DOCUMENT SECTION>
Before sketching out the methodologies of statutory
interpretation, it is important to comprehend the correct importance of it. Statutory
interpretation is the process by which courts interprets legislation or an act
of parliament to a better understanding of the statute. House of Lords receives
the cases and those cases are concerned with statutory interpretation, the
words of a statute can have straightforward meaning, however, sometimes courts
have to interpret statutes because those words can be confusing and indistinct
to understand as they can have diverse meaning. These words need to be understood
precisely in order that the respondents get the right sentence for the crimes
they are being accused, that is one of the reasons that judges role is clarify the
uncertainty of these words may cause. To approach the correct method
parliaments created the interpretation Act 1978 to guide judges when applying
statutes as bills and legislation and the interpretation Act 1978 states that “In any Act, unless the contrary intention
appears; words importing the masculine gender include the feminine, words importing
the feminine gender include the masculine, words in the singular include the
plural and words in the plural include the singular.”  (Essay sauce, 2017) This part of the act was
designed to help the judges with general words. Nowadays, most statutes contain
an interpretation section to facilitate the courts. These sections summaries
what the words contains and how they should be conducted. 

Statutory rules

To assess the statutory interpretation is needed the use of three
explicit statutory rules. Rules had been established so framework of
interpretation could be provided, these rules are the common approach in terms
of examining the meaning of languages used in courts. These are known as the
Literal Rule, the Golden Rule and the Mischief Rule.

 

Literal rule

This rule is the first of many rules of statutory
interpretation. Literal rule is can be defined as giving words as they are
given their ordinary and natural meaning. Courts normally applies to literal
rule before applying to any other rules, although, when this rule are applied
the law is read word by word and courts have the job to interpret this word as
they actually are and not explain in the way they think they should be
explained. As an example of literal rule case of Fisher v Bell (1960), where a retailer
had a knife for display on his shop window. “Any person who manufactures, sells or hires or offers for sale or hire
any knife which has a blade which opens automatically by hand pressure applied
to a button shall be guilty of an offence” (Essay Sauce,2017) Restriction
of offensive weapon Act (1959) Essay sauce, 2017). This Act practically
recommends that the retailer should be convicted as guilty. But, the court
determined that this retailer was not a victim of any offence. The owner only
had the knife in the shop window with a price and was not selling it. Even
though, the Restriction of Offensive Weapons Act 1959 says that an individual should
not bargain knife blade for sale, it is certain that this term should be given
the literal rule and the shop owner should not be prosecuted. Many cases which
involves the literal rule have caused numerals problem, there have been
circumstances in which literal rule has caused injustice. The public could
believe that judges are being partial and that some people do not deserve the sentence
that they have been given. Also, the literal rule can be very difficult to
apply in some cases.

GIVEN EXERCISE> Return the passage from the statutory interpretation text above, word for word, starting at "To assess the" and stopping after "the Mischief Rule.".

MATERIAL PROVIDED>
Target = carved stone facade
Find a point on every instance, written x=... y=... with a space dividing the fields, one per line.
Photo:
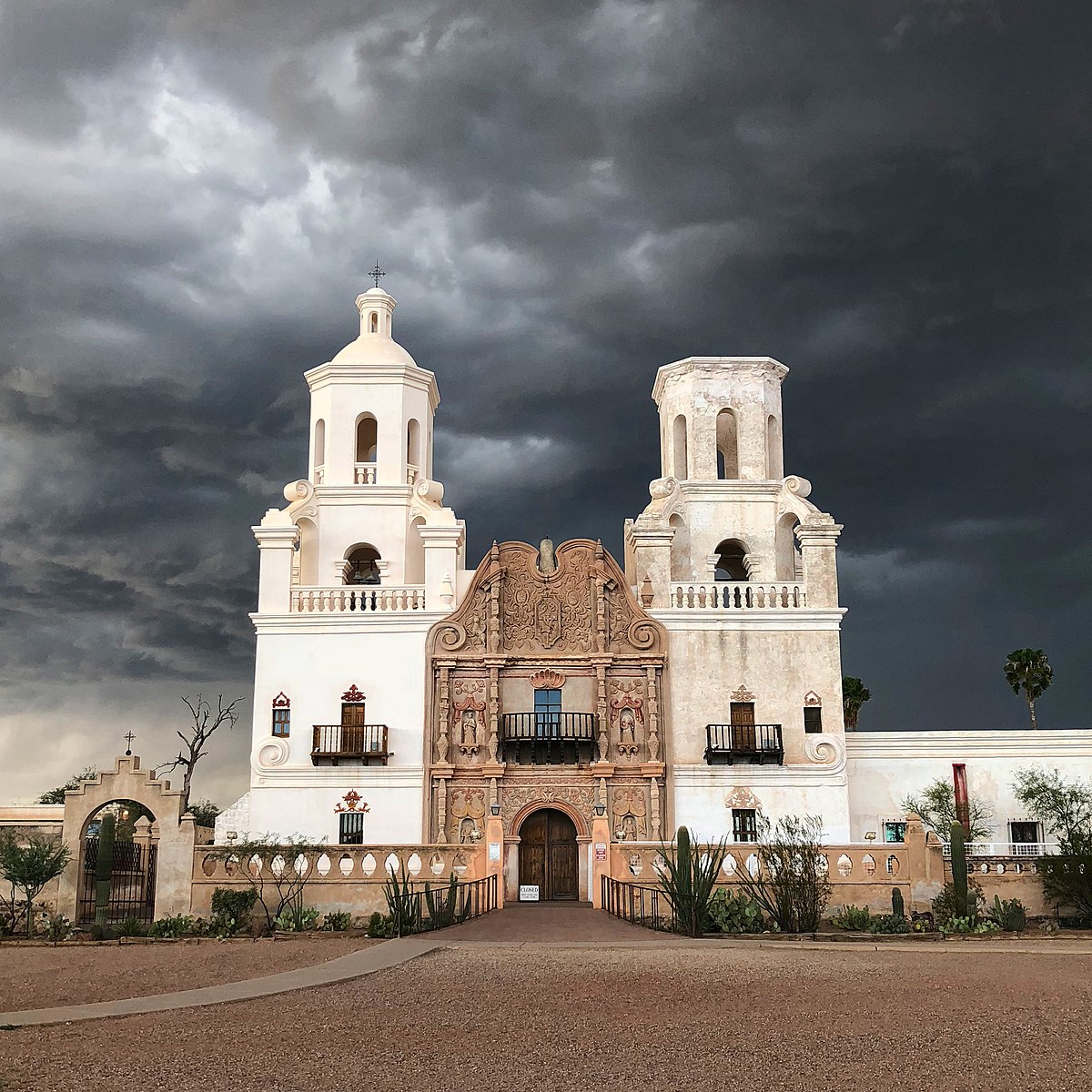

WRITTEN RESPONSE>
To assess the statutory interpretation is needed the use of three
explicit statutory rules. Rules had been established so framework of
interpretation could be provided, these rules are the common approach in terms
of examining the meaning of languages used in courts. These are known as the
Literal Rule, the Golden Rule and the Mischief Rule.